▶ **YOUR TASK**: Please give back each line below unchanged; none of the pictures should appear.

[Items listed in a dataset]

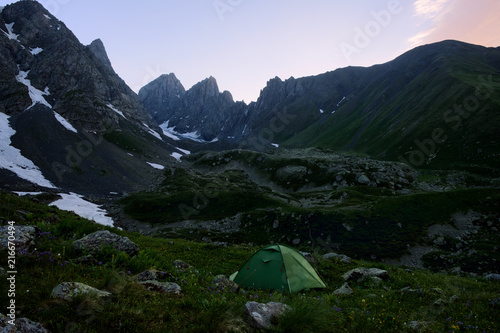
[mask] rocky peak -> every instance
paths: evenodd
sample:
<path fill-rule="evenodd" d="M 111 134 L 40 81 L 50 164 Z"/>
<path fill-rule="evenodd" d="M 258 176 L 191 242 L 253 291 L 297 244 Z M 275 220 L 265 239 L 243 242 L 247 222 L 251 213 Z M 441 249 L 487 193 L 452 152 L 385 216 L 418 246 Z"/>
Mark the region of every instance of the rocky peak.
<path fill-rule="evenodd" d="M 137 95 L 112 70 L 102 41 L 83 46 L 36 1 L 8 5 L 0 16 L 4 32 L 0 33 L 0 66 L 5 67 L 0 91 L 7 87 L 6 98 L 11 99 L 2 103 L 2 110 L 17 113 L 32 105 L 29 82 L 44 92 L 47 103 L 43 104 L 76 128 L 95 131 L 104 119 L 118 125 L 120 115 L 113 109 L 140 126 L 144 122 L 154 126 Z"/>
<path fill-rule="evenodd" d="M 90 43 L 87 48 L 103 63 L 107 69 L 114 72 L 111 61 L 108 58 L 108 53 L 104 48 L 103 42 L 99 38 Z"/>
<path fill-rule="evenodd" d="M 143 99 L 145 96 L 148 96 L 149 98 L 151 94 L 155 94 L 159 100 L 165 100 L 165 98 L 180 98 L 185 92 L 184 86 L 177 79 L 175 74 L 170 73 L 163 74 L 142 87 L 141 90 L 139 90 L 139 97 Z"/>
<path fill-rule="evenodd" d="M 199 96 L 201 100 L 217 97 L 220 94 L 219 86 L 213 76 L 198 82 L 188 92 Z"/>

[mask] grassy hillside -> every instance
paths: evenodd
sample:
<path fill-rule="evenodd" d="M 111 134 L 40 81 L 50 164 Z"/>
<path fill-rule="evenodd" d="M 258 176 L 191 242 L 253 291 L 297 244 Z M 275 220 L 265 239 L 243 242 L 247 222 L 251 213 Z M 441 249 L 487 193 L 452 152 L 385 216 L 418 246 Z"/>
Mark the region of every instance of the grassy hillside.
<path fill-rule="evenodd" d="M 163 237 L 305 249 L 328 240 L 360 259 L 400 258 L 417 244 L 433 246 L 428 228 L 455 228 L 455 214 L 482 214 L 475 223 L 484 233 L 500 217 L 498 180 L 473 173 L 432 171 L 417 179 L 403 164 L 325 150 L 199 153 L 186 160 L 191 167 L 167 171 L 155 191 L 122 199 L 125 213 Z M 361 173 L 384 181 L 360 184 Z M 479 241 L 472 235 L 470 244 L 472 237 Z M 500 241 L 498 233 L 492 237 L 489 250 L 476 250 L 481 258 Z M 475 272 L 499 268 L 482 267 Z"/>
<path fill-rule="evenodd" d="M 423 332 L 497 331 L 498 282 L 480 277 L 455 277 L 426 270 L 408 270 L 368 261 L 344 264 L 322 260 L 314 264 L 328 284 L 325 290 L 281 294 L 268 290 L 214 289 L 218 274 L 229 275 L 258 247 L 246 244 L 227 248 L 183 239 L 160 239 L 106 228 L 127 236 L 141 251 L 130 258 L 104 249 L 93 259 L 79 262 L 71 248 L 73 240 L 104 229 L 93 222 L 59 211 L 36 200 L 0 194 L 2 223 L 39 228 L 36 248 L 16 255 L 16 301 L 18 316 L 41 322 L 53 332 L 248 332 L 243 306 L 248 301 L 278 301 L 293 310 L 277 323 L 276 332 L 412 332 L 418 322 Z M 2 255 L 5 267 L 6 252 Z M 193 270 L 177 270 L 174 260 Z M 389 272 L 380 284 L 351 283 L 354 294 L 335 296 L 341 275 L 352 268 L 378 267 Z M 178 283 L 180 297 L 146 291 L 132 278 L 143 270 L 165 272 L 164 281 Z M 67 303 L 50 299 L 53 287 L 77 281 L 113 294 L 111 301 L 83 297 Z M 410 287 L 415 294 L 407 294 Z M 6 280 L 1 288 L 6 290 Z M 409 295 L 411 297 L 409 297 Z M 7 304 L 6 293 L 0 294 Z M 496 299 L 496 301 L 494 301 Z"/>
<path fill-rule="evenodd" d="M 287 148 L 355 151 L 417 168 L 495 167 L 498 59 L 498 49 L 444 41 L 386 64 L 300 78 L 304 91 L 262 114 L 254 131 L 269 131 L 269 118 L 283 113 L 289 121 L 273 140 Z"/>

▶ **ANSWER TO THE EXERCISE**:
[mask] rocky peak -> every instance
paths: evenodd
sample:
<path fill-rule="evenodd" d="M 111 134 L 40 81 L 50 164 Z"/>
<path fill-rule="evenodd" d="M 258 176 L 191 242 L 253 291 L 297 244 Z M 275 220 L 265 239 L 243 242 L 247 222 L 251 213 Z M 441 249 L 487 193 L 452 152 L 385 216 L 418 246 Z"/>
Mark the region of every instance of the rocky peak.
<path fill-rule="evenodd" d="M 137 95 L 112 70 L 102 41 L 83 46 L 36 1 L 8 5 L 0 16 L 4 32 L 0 33 L 0 66 L 5 67 L 0 91 L 7 87 L 6 98 L 11 99 L 2 103 L 2 110 L 17 113 L 32 105 L 29 82 L 44 92 L 47 103 L 43 104 L 76 128 L 95 131 L 104 119 L 118 125 L 120 115 L 113 109 L 140 126 L 144 122 L 154 126 Z"/>
<path fill-rule="evenodd" d="M 90 43 L 87 48 L 103 63 L 107 69 L 114 72 L 111 61 L 108 58 L 108 53 L 104 48 L 103 42 L 99 38 Z"/>
<path fill-rule="evenodd" d="M 143 99 L 145 96 L 148 96 L 149 98 L 151 94 L 155 94 L 159 100 L 165 100 L 165 98 L 180 98 L 185 92 L 184 86 L 177 79 L 175 74 L 170 73 L 163 74 L 142 87 L 141 90 L 139 90 L 139 97 Z"/>
<path fill-rule="evenodd" d="M 199 96 L 201 100 L 217 97 L 220 94 L 219 86 L 213 76 L 198 82 L 188 92 Z"/>

[mask] grassy hillside -> every instance
paths: evenodd
sample:
<path fill-rule="evenodd" d="M 111 134 L 40 81 L 50 164 Z"/>
<path fill-rule="evenodd" d="M 258 176 L 191 242 L 253 291 L 297 244 Z M 275 220 L 265 239 L 243 242 L 247 222 L 251 213 Z M 441 249 L 487 193 L 452 152 L 385 216 L 418 246 Z"/>
Mark the region of every instance of the grassy hillside.
<path fill-rule="evenodd" d="M 163 237 L 305 249 L 328 240 L 360 259 L 400 258 L 417 244 L 433 246 L 428 228 L 455 228 L 455 214 L 482 214 L 475 223 L 484 233 L 500 217 L 498 180 L 473 173 L 432 171 L 417 179 L 403 164 L 325 150 L 199 153 L 186 160 L 191 167 L 167 171 L 155 191 L 122 199 L 125 213 Z M 361 173 L 384 181 L 360 184 Z M 479 241 L 472 235 L 470 244 L 472 237 Z M 500 241 L 498 233 L 492 237 L 489 250 L 476 250 L 481 258 Z M 475 272 L 499 268 L 482 267 Z"/>
<path fill-rule="evenodd" d="M 423 332 L 497 331 L 498 282 L 480 277 L 455 277 L 426 270 L 408 270 L 368 261 L 344 264 L 322 260 L 314 264 L 328 284 L 325 290 L 281 294 L 268 290 L 214 289 L 218 274 L 229 275 L 258 247 L 246 244 L 227 248 L 183 239 L 160 239 L 106 228 L 127 236 L 141 251 L 130 258 L 104 249 L 93 259 L 79 262 L 71 248 L 73 240 L 104 229 L 93 222 L 59 211 L 36 200 L 0 194 L 2 223 L 39 228 L 36 248 L 16 255 L 16 301 L 18 316 L 41 322 L 53 332 L 248 332 L 243 306 L 248 301 L 278 301 L 293 310 L 277 323 L 276 332 L 412 332 L 418 322 Z M 2 255 L 5 267 L 6 252 Z M 193 270 L 177 270 L 174 260 Z M 389 272 L 380 284 L 351 283 L 354 294 L 335 296 L 341 275 L 352 268 L 378 267 Z M 178 283 L 180 297 L 146 291 L 132 278 L 143 270 L 165 272 L 164 281 Z M 67 303 L 50 299 L 53 287 L 77 281 L 113 294 L 111 301 L 83 297 Z M 410 287 L 415 294 L 407 294 Z M 6 280 L 1 288 L 6 290 Z M 409 295 L 411 297 L 409 297 Z M 7 304 L 6 293 L 0 294 Z M 496 299 L 496 301 L 494 301 Z"/>
<path fill-rule="evenodd" d="M 287 148 L 355 151 L 417 168 L 495 167 L 498 59 L 498 49 L 444 41 L 386 64 L 300 78 L 304 91 L 262 114 L 254 131 L 269 131 L 269 118 L 283 113 L 289 121 L 273 140 Z"/>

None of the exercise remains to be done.